- _Task_
Lay out each line of the rows below as a Markdown table with two columns, Number and Line, and leave out any blank lines.

- _Given data_
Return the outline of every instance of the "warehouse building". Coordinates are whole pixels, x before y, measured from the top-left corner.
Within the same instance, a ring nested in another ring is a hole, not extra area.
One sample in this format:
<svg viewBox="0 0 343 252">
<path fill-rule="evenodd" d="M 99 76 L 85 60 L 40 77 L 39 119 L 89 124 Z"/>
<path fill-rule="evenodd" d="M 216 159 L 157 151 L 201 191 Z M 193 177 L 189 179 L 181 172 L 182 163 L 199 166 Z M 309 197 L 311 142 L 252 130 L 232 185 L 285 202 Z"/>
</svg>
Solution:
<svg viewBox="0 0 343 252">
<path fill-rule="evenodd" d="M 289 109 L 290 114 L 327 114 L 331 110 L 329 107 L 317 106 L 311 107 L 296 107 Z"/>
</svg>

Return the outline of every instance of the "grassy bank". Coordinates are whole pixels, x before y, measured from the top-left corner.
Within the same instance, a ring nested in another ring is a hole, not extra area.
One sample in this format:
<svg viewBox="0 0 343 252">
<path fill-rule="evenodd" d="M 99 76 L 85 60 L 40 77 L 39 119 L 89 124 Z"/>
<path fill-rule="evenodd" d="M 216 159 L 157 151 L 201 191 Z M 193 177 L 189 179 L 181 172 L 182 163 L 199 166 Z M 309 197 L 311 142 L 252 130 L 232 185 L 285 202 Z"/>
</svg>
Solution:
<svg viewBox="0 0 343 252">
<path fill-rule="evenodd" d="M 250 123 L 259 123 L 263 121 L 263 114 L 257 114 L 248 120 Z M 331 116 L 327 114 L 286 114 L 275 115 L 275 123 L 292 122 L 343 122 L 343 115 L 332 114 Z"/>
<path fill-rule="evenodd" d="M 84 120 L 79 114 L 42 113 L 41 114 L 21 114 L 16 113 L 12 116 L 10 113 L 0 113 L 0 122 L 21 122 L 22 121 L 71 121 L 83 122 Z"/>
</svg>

- _Final result_
| Number | Line |
|---|---|
| 1 | Return the outline of every instance of the "warehouse building". Coordinates are whole pixels, x before y, measured from the top-left corner. |
| 2 | Within the same instance, a ring nested in another ring is a hole, not extra area. |
| 3 | One sample in this format: |
| 4 | <svg viewBox="0 0 343 252"> |
| 5 | <path fill-rule="evenodd" d="M 99 76 L 85 60 L 40 77 L 39 119 L 89 124 Z"/> |
| 6 | <path fill-rule="evenodd" d="M 216 159 L 157 151 L 201 191 Z M 193 177 L 189 179 L 181 172 L 182 163 L 199 166 Z M 309 197 L 311 142 L 252 130 L 232 185 L 285 202 Z"/> |
| 7 | </svg> |
| 8 | Solution: |
| 9 | <svg viewBox="0 0 343 252"> |
| 10 | <path fill-rule="evenodd" d="M 289 109 L 290 114 L 327 114 L 331 110 L 329 107 L 317 106 L 311 107 L 296 107 Z"/> |
| 11 | </svg> |
| 12 | Return the outline of every instance of the "grassy bank". Coordinates are whole pixels, x before y, measured from the top-left corner. |
| 13 | Within the same instance, a ring nested in another ring is a hole, not extra area. |
| 14 | One sample in this format: |
| 15 | <svg viewBox="0 0 343 252"> |
| 16 | <path fill-rule="evenodd" d="M 99 76 L 85 60 L 40 77 L 39 119 L 89 124 Z"/> |
| 17 | <path fill-rule="evenodd" d="M 216 159 L 157 151 L 201 191 Z M 193 177 L 189 179 L 181 172 L 182 163 L 199 166 Z M 309 197 L 311 142 L 252 130 L 232 185 L 285 202 Z"/> |
| 18 | </svg> |
| 19 | Solution: |
| 20 | <svg viewBox="0 0 343 252"> |
| 21 | <path fill-rule="evenodd" d="M 250 123 L 259 123 L 263 121 L 263 114 L 257 114 L 248 120 Z M 331 116 L 327 114 L 286 114 L 275 115 L 275 123 L 292 122 L 343 122 L 343 115 L 332 114 Z"/> |
| 22 | <path fill-rule="evenodd" d="M 84 120 L 79 114 L 42 113 L 41 114 L 21 114 L 16 113 L 12 116 L 10 113 L 0 113 L 0 122 L 21 122 L 22 121 L 71 121 L 83 122 Z"/> |
| 23 | </svg> |